**SET TASK:**
How many of the lines below contain the word "wooden"? Reply with the number alone.

**ENTRIES:**
----------------------------------------

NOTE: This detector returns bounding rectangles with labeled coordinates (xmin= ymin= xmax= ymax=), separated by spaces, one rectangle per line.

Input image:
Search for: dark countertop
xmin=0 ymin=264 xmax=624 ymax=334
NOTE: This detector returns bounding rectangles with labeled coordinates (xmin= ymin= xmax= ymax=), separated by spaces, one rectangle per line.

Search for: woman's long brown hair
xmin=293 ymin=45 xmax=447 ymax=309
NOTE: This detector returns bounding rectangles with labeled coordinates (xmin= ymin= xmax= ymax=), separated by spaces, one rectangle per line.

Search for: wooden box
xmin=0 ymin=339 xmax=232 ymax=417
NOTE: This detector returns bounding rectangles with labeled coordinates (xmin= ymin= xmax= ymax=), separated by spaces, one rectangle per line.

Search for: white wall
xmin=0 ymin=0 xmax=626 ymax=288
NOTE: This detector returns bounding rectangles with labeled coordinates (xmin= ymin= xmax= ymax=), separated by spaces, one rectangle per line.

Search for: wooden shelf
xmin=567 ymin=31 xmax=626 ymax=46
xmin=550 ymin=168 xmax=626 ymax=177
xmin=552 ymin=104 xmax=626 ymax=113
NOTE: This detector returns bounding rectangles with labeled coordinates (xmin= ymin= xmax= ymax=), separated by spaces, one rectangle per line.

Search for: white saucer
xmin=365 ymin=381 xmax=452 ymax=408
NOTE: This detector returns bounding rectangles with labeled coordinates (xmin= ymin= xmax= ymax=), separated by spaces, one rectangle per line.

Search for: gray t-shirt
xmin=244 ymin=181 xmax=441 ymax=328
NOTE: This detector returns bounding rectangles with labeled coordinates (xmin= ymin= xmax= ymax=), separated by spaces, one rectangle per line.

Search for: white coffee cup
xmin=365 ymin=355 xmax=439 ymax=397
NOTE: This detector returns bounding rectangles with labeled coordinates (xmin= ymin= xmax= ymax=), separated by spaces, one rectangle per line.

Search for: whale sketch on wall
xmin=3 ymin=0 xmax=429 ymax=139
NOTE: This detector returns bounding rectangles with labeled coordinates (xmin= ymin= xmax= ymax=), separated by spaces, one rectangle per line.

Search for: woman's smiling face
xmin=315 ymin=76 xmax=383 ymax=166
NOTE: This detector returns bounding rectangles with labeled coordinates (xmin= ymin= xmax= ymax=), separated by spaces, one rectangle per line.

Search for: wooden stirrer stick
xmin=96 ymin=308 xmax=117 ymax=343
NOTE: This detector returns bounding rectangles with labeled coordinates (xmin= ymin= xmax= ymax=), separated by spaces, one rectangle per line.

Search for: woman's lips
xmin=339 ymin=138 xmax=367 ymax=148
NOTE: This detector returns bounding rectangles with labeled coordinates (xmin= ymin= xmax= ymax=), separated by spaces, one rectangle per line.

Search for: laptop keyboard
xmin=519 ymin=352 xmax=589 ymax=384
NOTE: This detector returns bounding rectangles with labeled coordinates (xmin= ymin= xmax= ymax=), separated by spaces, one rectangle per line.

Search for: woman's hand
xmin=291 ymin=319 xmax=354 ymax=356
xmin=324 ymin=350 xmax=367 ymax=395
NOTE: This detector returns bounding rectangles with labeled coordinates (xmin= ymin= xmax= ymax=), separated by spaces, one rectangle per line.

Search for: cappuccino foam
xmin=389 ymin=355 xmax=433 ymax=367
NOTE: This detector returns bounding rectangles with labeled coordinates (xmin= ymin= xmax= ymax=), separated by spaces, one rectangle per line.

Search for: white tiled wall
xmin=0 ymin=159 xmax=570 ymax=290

----------------------------------------

**SOLUTION FOR THIS EXERCISE:**
3